GOAL OF THE EXERCISE:
Rewrite all the data below, putting "listing pixel coordinates" wherever "giving pixel coordinates" appears and leaving everything else unchanged. Leave the pictures out of your answer.

RECORDS FOR THIS TASK:
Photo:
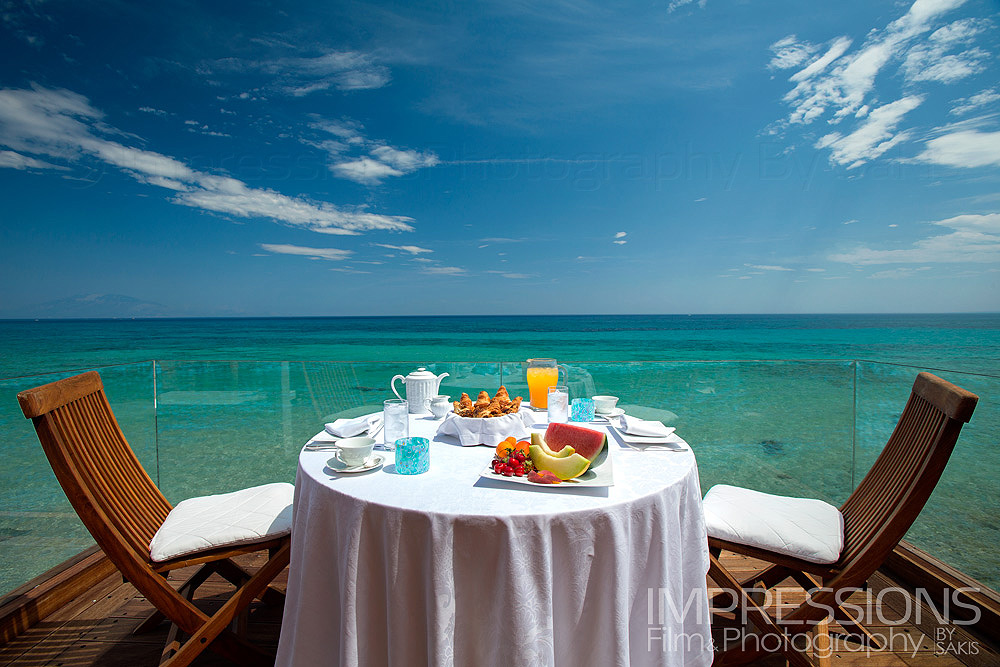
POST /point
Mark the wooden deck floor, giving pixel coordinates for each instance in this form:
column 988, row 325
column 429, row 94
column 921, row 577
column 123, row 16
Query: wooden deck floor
column 96, row 629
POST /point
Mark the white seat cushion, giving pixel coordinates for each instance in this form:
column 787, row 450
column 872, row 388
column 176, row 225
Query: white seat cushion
column 229, row 519
column 800, row 527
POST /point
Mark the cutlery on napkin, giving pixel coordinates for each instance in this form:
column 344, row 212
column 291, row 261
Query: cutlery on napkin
column 348, row 428
column 644, row 428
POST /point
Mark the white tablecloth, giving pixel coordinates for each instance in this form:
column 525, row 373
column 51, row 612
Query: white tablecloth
column 444, row 568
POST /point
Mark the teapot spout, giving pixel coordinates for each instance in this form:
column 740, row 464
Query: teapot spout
column 437, row 387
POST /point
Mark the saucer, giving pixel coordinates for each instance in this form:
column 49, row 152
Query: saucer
column 372, row 462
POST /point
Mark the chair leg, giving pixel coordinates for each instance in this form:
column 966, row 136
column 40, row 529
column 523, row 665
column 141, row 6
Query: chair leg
column 214, row 628
column 229, row 569
column 756, row 615
column 186, row 589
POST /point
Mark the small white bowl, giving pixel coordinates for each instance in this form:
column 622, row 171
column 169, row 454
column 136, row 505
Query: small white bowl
column 604, row 404
column 355, row 451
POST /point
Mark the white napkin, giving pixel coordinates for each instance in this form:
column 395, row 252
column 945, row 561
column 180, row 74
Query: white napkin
column 348, row 428
column 472, row 431
column 636, row 426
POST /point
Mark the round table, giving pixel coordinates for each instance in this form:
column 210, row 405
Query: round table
column 448, row 568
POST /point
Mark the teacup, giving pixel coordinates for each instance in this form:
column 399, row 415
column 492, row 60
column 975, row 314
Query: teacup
column 440, row 405
column 604, row 404
column 355, row 451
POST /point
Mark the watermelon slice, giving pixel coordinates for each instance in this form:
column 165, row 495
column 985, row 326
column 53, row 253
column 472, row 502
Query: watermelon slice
column 588, row 443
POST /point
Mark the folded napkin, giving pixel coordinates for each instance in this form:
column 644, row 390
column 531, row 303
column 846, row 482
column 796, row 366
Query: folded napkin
column 348, row 428
column 636, row 426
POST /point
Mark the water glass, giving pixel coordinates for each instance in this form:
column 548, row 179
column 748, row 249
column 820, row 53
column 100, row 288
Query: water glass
column 582, row 410
column 558, row 401
column 413, row 455
column 396, row 422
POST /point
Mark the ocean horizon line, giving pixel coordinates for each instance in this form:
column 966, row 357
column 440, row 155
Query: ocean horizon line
column 492, row 315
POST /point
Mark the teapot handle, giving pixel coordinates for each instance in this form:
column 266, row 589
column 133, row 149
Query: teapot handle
column 392, row 384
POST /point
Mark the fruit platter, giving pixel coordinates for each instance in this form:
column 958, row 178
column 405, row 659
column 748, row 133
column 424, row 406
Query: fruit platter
column 565, row 456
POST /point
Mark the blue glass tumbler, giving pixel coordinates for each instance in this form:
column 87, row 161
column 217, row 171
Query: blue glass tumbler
column 413, row 455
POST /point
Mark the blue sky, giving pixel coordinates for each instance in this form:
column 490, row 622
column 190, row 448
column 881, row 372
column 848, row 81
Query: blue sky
column 315, row 158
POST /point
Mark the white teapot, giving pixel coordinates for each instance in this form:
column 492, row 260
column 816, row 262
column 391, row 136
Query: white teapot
column 421, row 385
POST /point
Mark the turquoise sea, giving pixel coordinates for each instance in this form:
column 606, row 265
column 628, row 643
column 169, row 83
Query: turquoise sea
column 794, row 404
column 968, row 342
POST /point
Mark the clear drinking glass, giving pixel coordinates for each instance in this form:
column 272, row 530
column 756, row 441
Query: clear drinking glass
column 396, row 422
column 558, row 401
column 582, row 410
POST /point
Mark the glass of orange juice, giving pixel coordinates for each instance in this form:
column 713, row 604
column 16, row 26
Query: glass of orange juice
column 542, row 374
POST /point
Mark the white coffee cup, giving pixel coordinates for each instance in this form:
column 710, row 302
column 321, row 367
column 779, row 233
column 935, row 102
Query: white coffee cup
column 355, row 451
column 604, row 404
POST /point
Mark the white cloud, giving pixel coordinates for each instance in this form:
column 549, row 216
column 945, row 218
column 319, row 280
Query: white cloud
column 298, row 76
column 332, row 254
column 62, row 124
column 346, row 129
column 789, row 52
column 405, row 161
column 381, row 162
column 677, row 4
column 513, row 276
column 873, row 137
column 897, row 274
column 364, row 170
column 13, row 160
column 974, row 238
column 840, row 84
column 444, row 270
column 966, row 104
column 412, row 249
column 768, row 267
column 964, row 148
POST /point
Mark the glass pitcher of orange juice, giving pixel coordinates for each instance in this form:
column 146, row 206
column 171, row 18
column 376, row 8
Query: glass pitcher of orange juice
column 542, row 374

RESPONSE:
Photo:
POST /point
Mark the wooden deck floor, listing pixel coordinates for each instance in this form:
column 988, row 325
column 429, row 94
column 921, row 577
column 123, row 16
Query: wooden deck floor
column 96, row 629
POST /point
Mark the white seat cushion, listing pixel coordinates for each instance in this form:
column 787, row 450
column 872, row 388
column 176, row 225
Query: white seat cushion
column 229, row 519
column 800, row 527
POST /point
Mark the cutlery on napkin, listing pixel coordinates for each instance in this form:
column 344, row 212
column 291, row 261
Query: cutlery on napkin
column 348, row 428
column 644, row 428
POST /point
Mark the white tablecloth, listing pixel coordinates for each instance in this form:
column 525, row 373
column 51, row 612
Query: white tablecloth
column 444, row 568
POST /point
Mark the teapot spout, listing pixel coordinates for each instance in this form:
column 740, row 464
Query: teapot spout
column 437, row 387
POST /point
Mark the saucer, listing pixel coordinates for each instance in this form:
column 49, row 152
Query: saucer
column 372, row 462
POST /point
Mark the chair leg, listing pixel coordinates for each instance in this form:
column 966, row 136
column 40, row 529
column 523, row 665
column 141, row 6
Query: chair leg
column 214, row 628
column 229, row 569
column 756, row 615
column 186, row 589
POST /point
Mark the small white bowl, listing pixel coordinates for each instance in this form:
column 622, row 171
column 169, row 454
column 136, row 505
Query: small white bowl
column 604, row 404
column 355, row 451
POST /point
Mark the white napkin, listing pixel coordinates for each instance in this form:
column 395, row 252
column 945, row 561
column 180, row 74
Query: white napkin
column 348, row 428
column 472, row 431
column 636, row 426
POST /point
Mark the round table, listing pixel coordinates for each instance in this form:
column 210, row 405
Query: round table
column 448, row 568
POST /point
Mark the teacup, listing pixel coordinates for each instance in this form:
column 399, row 415
column 492, row 60
column 975, row 314
Query: teacup
column 440, row 405
column 604, row 404
column 355, row 451
POST /point
Mark the watermelon slice, listing pixel coordinates for each instance in this form:
column 165, row 495
column 985, row 326
column 53, row 253
column 472, row 502
Query: watermelon slice
column 588, row 443
POST /point
Mark the folded napkin, listing pixel coordinates for each instance in this form:
column 644, row 390
column 531, row 303
column 846, row 482
column 796, row 366
Query: folded napkin
column 348, row 428
column 636, row 426
POST /point
Mark the water glass, listing pixel coordinates for each instance in this form:
column 548, row 179
column 748, row 249
column 820, row 53
column 100, row 288
Query: water glass
column 582, row 410
column 558, row 401
column 413, row 455
column 396, row 422
POST /point
Mark the ocean horizon line, listing pixel coordinates for each instance in this form:
column 966, row 357
column 440, row 155
Query: ocean horizon line
column 492, row 315
POST /point
Mark the teapot handle, listing pixel coordinates for each instance in this form:
column 266, row 589
column 133, row 149
Query: teapot handle
column 392, row 384
POST /point
Mark the fruit platter, listing pixel coordinates for each instance in this form:
column 958, row 178
column 405, row 659
column 748, row 133
column 424, row 406
Query: fruit platter
column 565, row 456
POST /point
Mark the blue glass tumbler, listing pixel coordinates for each instance in this form:
column 87, row 161
column 217, row 171
Query: blue glass tumbler
column 413, row 455
POST /point
Mark the blue sky, listing pixel coordinates for each instance in this form:
column 490, row 622
column 190, row 448
column 881, row 372
column 848, row 81
Query: blue sky
column 315, row 158
POST /point
Mark the white teapot, listing pixel coordinates for each instance in this form:
column 492, row 260
column 816, row 262
column 391, row 136
Query: white teapot
column 421, row 385
POST /point
Mark the turquoise sea, listing pixel coordinates for each instance in this form:
column 606, row 265
column 628, row 643
column 169, row 83
Query: turquoise sea
column 794, row 404
column 968, row 342
POST /point
Mark the clear drinking glass, listing pixel coordinates for each instance in this form:
column 272, row 530
column 756, row 441
Query: clear drinking glass
column 396, row 422
column 558, row 401
column 582, row 410
POST /point
Mark the glass of orange juice, listing pixel coordinates for each instance in this form:
column 713, row 604
column 16, row 26
Query: glass of orange juice
column 542, row 374
POST /point
Mark the white coffee cup, listing pixel coordinates for each instance in this form:
column 710, row 302
column 321, row 367
column 779, row 233
column 935, row 102
Query: white coffee cup
column 355, row 451
column 604, row 404
POST /point
Mark the white cloud, listing pixel coordinates for each instance in this form:
column 549, row 216
column 945, row 218
column 319, row 280
Query: white cloud
column 298, row 76
column 332, row 254
column 62, row 124
column 346, row 129
column 789, row 52
column 405, row 161
column 381, row 162
column 677, row 4
column 513, row 276
column 873, row 137
column 897, row 274
column 364, row 170
column 13, row 160
column 974, row 238
column 840, row 84
column 444, row 270
column 966, row 104
column 412, row 249
column 768, row 267
column 964, row 148
POST /point
Mark the glass pitcher of orange juice, listing pixel coordinates for each instance in this form:
column 146, row 206
column 171, row 18
column 376, row 8
Query: glass pitcher of orange juice
column 542, row 374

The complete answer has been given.